TO BE DONE:
1. List, in order, every stage in the pipeline that the MapReduce passage says all MapReduce programs follow.
2. Return the portion of the MapReduce passage from "public class WordCount" to "value, Context context)", copied word for word.

PROVIDED PASSAGE:
___

The MapReduce Paradigm

Core Concept

All MapReduce programs follow this pattern:

INPUT → MAP → SHUFFLE & SORT → REDUCE → OUTPUT

Map Phase: Transform input records into intermediate key-value pairs Shuffle Phase: Group all values by key (framework handles this) Reduce Phase: Process each group to produce final output

Classic Example: WordCount

import org.apache.hadoop.conf.Configuration;
import org.apache.hadoop.fs.Path;
import org.apache.hadoop.io.IntWritable;
import org.apache.hadoop.io.LongWritable;
import org.apache.hadoop.io.Text;
import org.apache.hadoop.mapreduce.Job;
import org.apache.hadoop.mapreduce.Mapper;
import org.apache.hadoop.mapreduce.Reducer;
import org.apache.hadoop.mapreduce.lib.input.FileInputFormat;
import org.apache.hadoop.mapreduce.lib.output.FileOutputFormat;

import java.io.IOException;
import java.util.StringTokenizer;

public class WordCount {

    // Mapper: Splits lines into words, emits (word, 1)
    public static class TokenizerMapper
            extends Mapper<LongWritable, Text, Text, IntWritable> {

        private final static IntWritable one = new IntWritable(1);
        private Text word = new Text();

        @Override
        public void map(LongWritable key, Text value, Context context)
                throws IOException, InterruptedException {

            // key: byte offset in file (not used here)
            // value: one line of text

            StringTokenizer itr = new StringTokenizer(value.toString());
            while (itr.hasMoreTokens()) {
                word.set(itr.nextToken().toLowerCase());
                context.write(word, one);
                // Emits: ("hello", 1), ("world", 1), etc.
            }
        }
    }

    // Reducer: Sums up counts for each word
    public static class IntSumReducer
            extends Reducer<Text, IntWritable, Text, IntWritable> {

        private IntWritable result = new IntWritable();

        @Override
        public void reduce(Text key, Iterable<IntWritable> values,
                          Context context)
                throws IOException, InterruptedException {

            // key: a word
            // values: all counts for that word [1, 1, 1, ...]

            int sum = 0;
            for (IntWritable val : values) {
                sum += val.get();
            }

            result.set(sum);
            context.write(key, result);
            // Emits: ("hello", 42)

___

EXTRACTED RECORDS:
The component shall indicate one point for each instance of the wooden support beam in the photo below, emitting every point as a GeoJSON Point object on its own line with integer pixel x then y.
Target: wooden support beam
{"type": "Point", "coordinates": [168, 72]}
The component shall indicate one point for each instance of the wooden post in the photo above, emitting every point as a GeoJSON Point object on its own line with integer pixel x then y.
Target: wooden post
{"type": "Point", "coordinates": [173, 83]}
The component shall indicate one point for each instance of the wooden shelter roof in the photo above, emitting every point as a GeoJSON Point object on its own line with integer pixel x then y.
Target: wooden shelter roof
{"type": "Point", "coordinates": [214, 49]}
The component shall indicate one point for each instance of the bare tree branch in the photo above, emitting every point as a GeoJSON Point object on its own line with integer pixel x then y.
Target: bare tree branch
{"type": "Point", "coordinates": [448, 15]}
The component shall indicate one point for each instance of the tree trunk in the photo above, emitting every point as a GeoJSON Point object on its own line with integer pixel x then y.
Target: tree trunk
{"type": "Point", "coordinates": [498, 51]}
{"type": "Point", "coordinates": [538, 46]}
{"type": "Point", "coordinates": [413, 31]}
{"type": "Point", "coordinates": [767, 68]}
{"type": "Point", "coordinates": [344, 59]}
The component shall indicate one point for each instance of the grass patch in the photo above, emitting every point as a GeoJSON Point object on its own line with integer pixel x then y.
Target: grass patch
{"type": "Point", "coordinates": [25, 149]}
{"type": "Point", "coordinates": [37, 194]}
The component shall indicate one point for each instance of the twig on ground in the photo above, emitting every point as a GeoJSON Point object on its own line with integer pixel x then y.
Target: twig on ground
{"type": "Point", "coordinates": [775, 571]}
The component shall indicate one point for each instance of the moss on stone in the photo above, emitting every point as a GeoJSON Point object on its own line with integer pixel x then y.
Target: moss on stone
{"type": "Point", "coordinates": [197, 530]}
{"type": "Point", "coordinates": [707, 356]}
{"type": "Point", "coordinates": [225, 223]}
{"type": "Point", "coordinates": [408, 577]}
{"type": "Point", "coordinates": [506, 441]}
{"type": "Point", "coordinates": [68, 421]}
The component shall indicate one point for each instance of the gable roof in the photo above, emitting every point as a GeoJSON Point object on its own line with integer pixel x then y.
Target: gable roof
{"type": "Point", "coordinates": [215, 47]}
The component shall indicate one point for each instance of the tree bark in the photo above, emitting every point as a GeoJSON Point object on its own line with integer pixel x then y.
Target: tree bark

___

ANSWER LIST:
1. INPUT, MAP, SHUFFLE & SORT, REDUCE, OUTPUT

2.
public class WordCount {

    // Mapper: Splits lines into words, emits (word, 1)
    public static class TokenizerMapper
            extends Mapper<LongWritable, Text, Text, IntWritable> {

        private final static IntWritable one = new IntWritable(1);
        private Text word = new Text();

        @Override
        public void map(LongWritable key, Text value, Context context)